- Problem statement:
Render all of the data below as a two-column Markdown table headed Row and Line, numbering each non-blank line in order and skipping blank lines. Leave the pictures out.

-=-=-

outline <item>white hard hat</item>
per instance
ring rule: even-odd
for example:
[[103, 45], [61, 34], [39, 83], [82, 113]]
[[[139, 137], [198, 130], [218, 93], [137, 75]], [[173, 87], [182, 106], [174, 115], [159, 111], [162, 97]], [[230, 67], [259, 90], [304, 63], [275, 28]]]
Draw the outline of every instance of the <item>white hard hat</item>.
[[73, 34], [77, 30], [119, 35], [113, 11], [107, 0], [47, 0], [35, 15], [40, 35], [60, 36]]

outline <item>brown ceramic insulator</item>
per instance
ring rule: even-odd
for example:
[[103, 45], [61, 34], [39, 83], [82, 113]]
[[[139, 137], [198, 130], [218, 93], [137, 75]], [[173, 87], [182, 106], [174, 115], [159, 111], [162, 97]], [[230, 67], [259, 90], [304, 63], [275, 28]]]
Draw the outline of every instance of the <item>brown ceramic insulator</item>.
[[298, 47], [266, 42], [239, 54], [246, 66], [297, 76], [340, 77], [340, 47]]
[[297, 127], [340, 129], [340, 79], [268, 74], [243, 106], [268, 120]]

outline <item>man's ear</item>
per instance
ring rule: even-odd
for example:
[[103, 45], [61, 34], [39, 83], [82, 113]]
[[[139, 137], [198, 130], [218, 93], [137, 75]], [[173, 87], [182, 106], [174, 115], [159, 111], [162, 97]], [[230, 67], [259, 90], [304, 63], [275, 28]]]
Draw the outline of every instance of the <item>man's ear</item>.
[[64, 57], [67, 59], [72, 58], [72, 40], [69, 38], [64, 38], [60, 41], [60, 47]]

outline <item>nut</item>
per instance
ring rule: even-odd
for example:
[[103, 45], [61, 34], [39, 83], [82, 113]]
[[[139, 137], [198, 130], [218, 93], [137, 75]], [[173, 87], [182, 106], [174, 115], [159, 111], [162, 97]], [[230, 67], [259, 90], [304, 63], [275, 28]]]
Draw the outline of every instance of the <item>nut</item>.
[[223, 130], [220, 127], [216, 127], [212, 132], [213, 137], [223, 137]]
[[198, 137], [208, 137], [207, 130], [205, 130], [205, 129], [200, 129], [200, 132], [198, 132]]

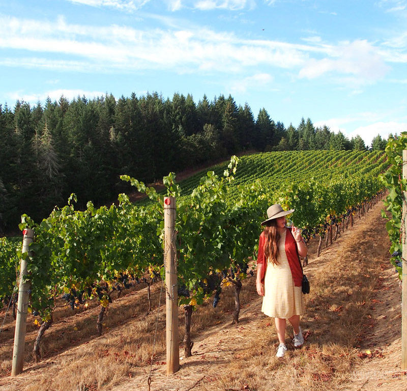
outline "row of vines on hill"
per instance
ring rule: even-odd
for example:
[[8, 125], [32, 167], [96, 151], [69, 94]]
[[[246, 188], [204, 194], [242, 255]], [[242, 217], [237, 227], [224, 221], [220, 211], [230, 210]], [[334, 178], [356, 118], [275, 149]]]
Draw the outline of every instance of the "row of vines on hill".
[[[297, 153], [302, 157], [302, 166], [314, 163], [312, 154]], [[281, 158], [281, 155], [277, 156]], [[278, 202], [295, 209], [294, 224], [303, 228], [308, 240], [316, 234], [324, 236], [333, 225], [337, 227], [355, 208], [380, 191], [376, 171], [384, 164], [382, 155], [371, 159], [365, 154], [355, 155], [358, 161], [370, 158], [369, 164], [361, 167], [361, 174], [352, 166], [353, 160], [348, 155], [342, 156], [342, 160], [334, 160], [335, 164], [342, 166], [341, 175], [324, 181], [319, 179], [322, 176], [307, 175], [306, 171], [296, 174], [299, 169], [285, 160], [286, 175], [295, 180], [282, 177], [272, 190], [261, 180], [234, 183], [235, 176], [238, 177], [239, 159], [236, 157], [232, 157], [223, 176], [208, 172], [188, 196], [180, 197], [181, 187], [175, 183], [174, 174], [164, 177], [165, 195], [177, 198], [179, 303], [185, 305], [187, 316], [190, 317], [194, 306], [214, 293], [216, 305], [222, 287], [232, 284], [236, 296], [234, 319], [238, 321], [241, 280], [253, 273], [249, 260], [255, 254], [259, 221], [271, 204]], [[306, 156], [307, 159], [304, 159]], [[297, 159], [298, 156], [292, 153], [286, 157]], [[284, 164], [278, 161], [280, 166]], [[325, 165], [322, 161], [318, 163], [327, 178], [331, 169], [337, 169], [331, 166], [330, 162], [326, 160]], [[67, 206], [56, 208], [39, 224], [22, 216], [20, 228], [33, 228], [35, 233], [27, 278], [31, 281], [33, 315], [42, 320], [34, 347], [37, 359], [40, 358], [40, 337], [52, 324], [57, 299], [62, 297], [73, 309], [87, 299], [97, 297], [101, 304], [98, 319], [100, 333], [113, 291], [120, 294], [134, 282], [150, 284], [164, 275], [164, 194], [127, 176], [122, 179], [145, 192], [151, 203], [134, 205], [127, 196], [121, 194], [118, 205], [96, 208], [89, 202], [86, 210], [81, 211], [75, 210], [72, 195]], [[6, 242], [0, 243], [5, 248], [8, 245]], [[11, 282], [15, 281], [15, 260], [21, 255], [16, 256], [15, 247], [8, 248], [9, 255], [2, 251], [0, 255], [0, 276], [7, 274], [3, 281], [9, 282], [2, 284], [0, 296], [3, 297], [10, 296], [15, 285]], [[187, 342], [188, 355], [192, 344]]]
[[402, 275], [403, 192], [407, 189], [407, 180], [402, 177], [402, 152], [404, 149], [407, 149], [407, 132], [403, 132], [399, 136], [389, 139], [385, 151], [390, 165], [386, 173], [381, 176], [388, 190], [384, 204], [390, 214], [388, 215], [384, 210], [382, 215], [388, 220], [386, 228], [391, 243], [390, 262], [395, 267], [400, 280]]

-=-=-

- Task solution:
| Row | Line |
|---|---|
| 1 | outline <item>white hard hat</item> |
| 2 | per instance |
| 3 | ring rule: even-odd |
| 4 | for example: |
| 5 | [[103, 45], [61, 34], [39, 83], [82, 113]] |
| 6 | [[[139, 137], [198, 130], [218, 93], [137, 75]], [[173, 87], [182, 106], [174, 115], [159, 111], [162, 97]], [[230, 67], [259, 90], [304, 63], [275, 28]]] |
| 7 | Draw the outline of every instance of the <item>white hard hat</item>. |
| 8 | [[73, 34], [77, 30], [119, 35], [113, 11], [107, 0], [47, 0], [35, 15], [40, 35], [60, 36]] |
| 9 | outline <item>brown ceramic insulator</item> |
| 10 | per instance |
| 11 | ring rule: even-odd |
| 12 | for example: |
| 13 | [[103, 45], [61, 34], [39, 83], [82, 113]] |
| 14 | [[[139, 137], [198, 130], [218, 93], [137, 75]], [[173, 87], [182, 106], [174, 115], [159, 111], [162, 97]], [[230, 67], [259, 90], [304, 63], [275, 28]]] |
| 15 | Draw the outline of every instance of the <item>brown ceramic insulator</item>. |
| 16 | [[298, 47], [266, 42], [239, 54], [246, 66], [297, 76], [340, 77], [340, 47]] |
| 17 | [[297, 127], [340, 129], [340, 79], [268, 74], [243, 106], [268, 120]] |
| 18 | outline <item>man's ear</item> |
| 19 | per instance |
| 20 | ring rule: even-odd |
| 21 | for example: |
| 22 | [[103, 45], [61, 34], [39, 83], [82, 113]] |
| 23 | [[[139, 137], [198, 130], [218, 93], [137, 75]], [[173, 87], [182, 106], [174, 115], [159, 111], [162, 97]], [[230, 67], [259, 90], [304, 63], [275, 28]]] |
| 24 | Draw the outline of every instance of the <item>man's ear</item>. |
| 25 | [[64, 57], [67, 59], [72, 58], [72, 40], [69, 38], [64, 38], [60, 41], [60, 47]] |
| 26 | outline <item>nut</item> |
| 27 | per instance |
| 28 | ring rule: even-odd |
| 29 | for example: |
| 30 | [[103, 45], [61, 34], [39, 83], [82, 113]] |
| 31 | [[[139, 137], [198, 130], [218, 93], [137, 75]], [[173, 87], [182, 106], [174, 115], [159, 111], [162, 97]], [[230, 67], [259, 90], [304, 63], [275, 28]]] |
| 32 | Draw the outline of every instance of the <item>nut</item>. |
| 33 | [[223, 130], [220, 127], [216, 127], [212, 132], [213, 137], [223, 137]] |
| 34 | [[198, 137], [208, 137], [207, 130], [205, 130], [205, 129], [200, 129], [200, 132], [198, 132]] |
| 35 | outline "row of vines on hill" |
| 36 | per instance |
| 37 | ring rule: even-odd |
| 38 | for example: |
| 39 | [[8, 125], [32, 167], [96, 151], [69, 94]] |
| 40 | [[[246, 188], [204, 194], [242, 255]], [[242, 217], [237, 227], [224, 221], [220, 211], [230, 210]], [[334, 178], [356, 118], [275, 149]]] |
| 41 | Draw the outline of every instance of the "row of vines on hill". |
| 42 | [[[297, 153], [302, 157], [302, 166], [314, 163], [312, 154]], [[281, 158], [281, 155], [277, 156]], [[278, 202], [295, 209], [294, 224], [303, 228], [308, 240], [316, 234], [324, 236], [333, 225], [337, 227], [355, 208], [380, 191], [376, 171], [384, 164], [382, 155], [371, 159], [365, 154], [355, 155], [358, 161], [370, 158], [369, 164], [361, 167], [361, 174], [352, 166], [353, 160], [348, 155], [342, 156], [342, 160], [334, 160], [335, 164], [342, 166], [341, 175], [324, 181], [319, 179], [322, 176], [307, 175], [306, 171], [296, 174], [299, 169], [285, 160], [286, 175], [295, 180], [282, 177], [272, 190], [261, 180], [234, 183], [235, 176], [238, 177], [239, 159], [236, 157], [232, 157], [223, 176], [208, 172], [188, 196], [180, 197], [181, 187], [175, 183], [174, 174], [164, 177], [165, 195], [177, 198], [179, 303], [185, 305], [187, 316], [190, 317], [194, 306], [214, 293], [216, 305], [222, 287], [232, 284], [236, 296], [234, 319], [238, 321], [241, 280], [253, 273], [249, 260], [255, 254], [259, 221], [271, 204]], [[306, 156], [307, 159], [304, 159]], [[297, 159], [298, 156], [292, 153], [286, 157]], [[284, 164], [278, 161], [280, 166]], [[325, 165], [322, 161], [318, 163], [327, 178], [331, 169], [337, 169], [331, 166], [330, 162], [326, 160]], [[67, 206], [56, 208], [39, 224], [22, 216], [20, 228], [33, 228], [35, 233], [27, 278], [31, 281], [33, 315], [42, 320], [34, 347], [37, 359], [40, 358], [40, 337], [52, 324], [57, 299], [62, 297], [73, 309], [87, 299], [97, 297], [101, 304], [98, 319], [100, 333], [113, 291], [120, 294], [134, 282], [150, 284], [164, 275], [164, 194], [127, 176], [122, 179], [145, 192], [151, 203], [134, 205], [127, 196], [121, 194], [118, 205], [96, 208], [89, 202], [86, 210], [81, 211], [75, 210], [72, 195]], [[6, 242], [0, 243], [5, 248], [8, 245]], [[11, 282], [15, 281], [15, 260], [21, 255], [16, 256], [15, 247], [8, 248], [9, 255], [2, 251], [0, 255], [0, 276], [7, 274], [3, 281], [9, 282], [2, 284], [0, 296], [3, 297], [10, 296], [15, 285]], [[187, 342], [188, 355], [192, 344]]] |
| 43 | [[402, 275], [403, 192], [407, 189], [407, 180], [402, 177], [402, 152], [404, 149], [407, 149], [407, 132], [403, 132], [399, 136], [389, 139], [385, 151], [390, 165], [386, 173], [381, 176], [388, 190], [384, 204], [390, 214], [388, 215], [384, 210], [382, 215], [388, 220], [386, 228], [391, 243], [390, 262], [395, 267], [400, 280]] |